• [WRITTEN INSTRUCTION]: Rewrite the lines of the items below as a JSON list of strings, with one string per line and no blank lines. Can you leave the pictures out of your answer?
### RECORDED INFORMATION ###
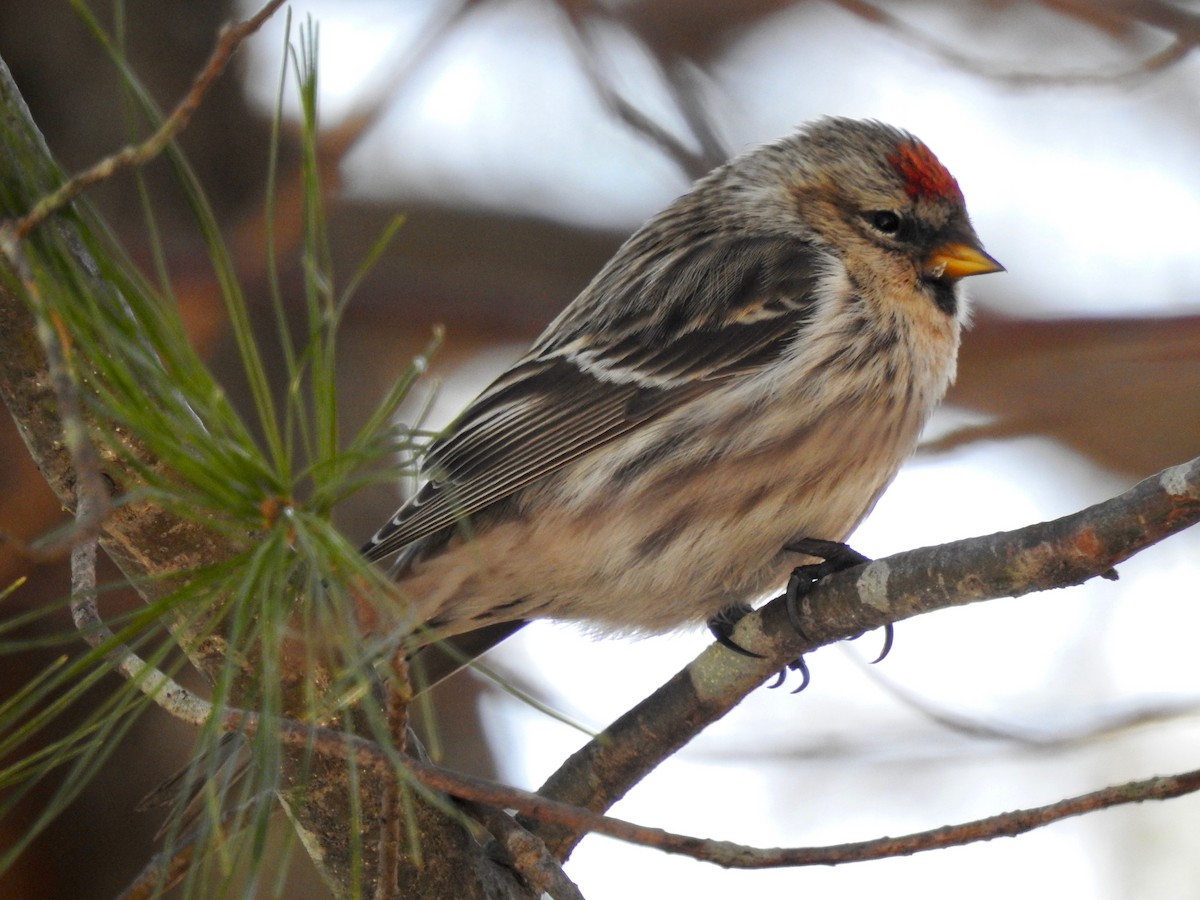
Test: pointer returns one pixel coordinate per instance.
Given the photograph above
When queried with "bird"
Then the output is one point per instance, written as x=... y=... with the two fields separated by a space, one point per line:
x=747 y=373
###
• [ANSWER TO THIS TASK]:
[
  "Test: pointer returns one pixel coordinate per instance.",
  "Given the photograph above",
  "When queried with \"bird\"",
  "Then the output is one point per instance, written as x=... y=... with the two fields separated by a space, one point per line:",
  "x=747 y=373"
]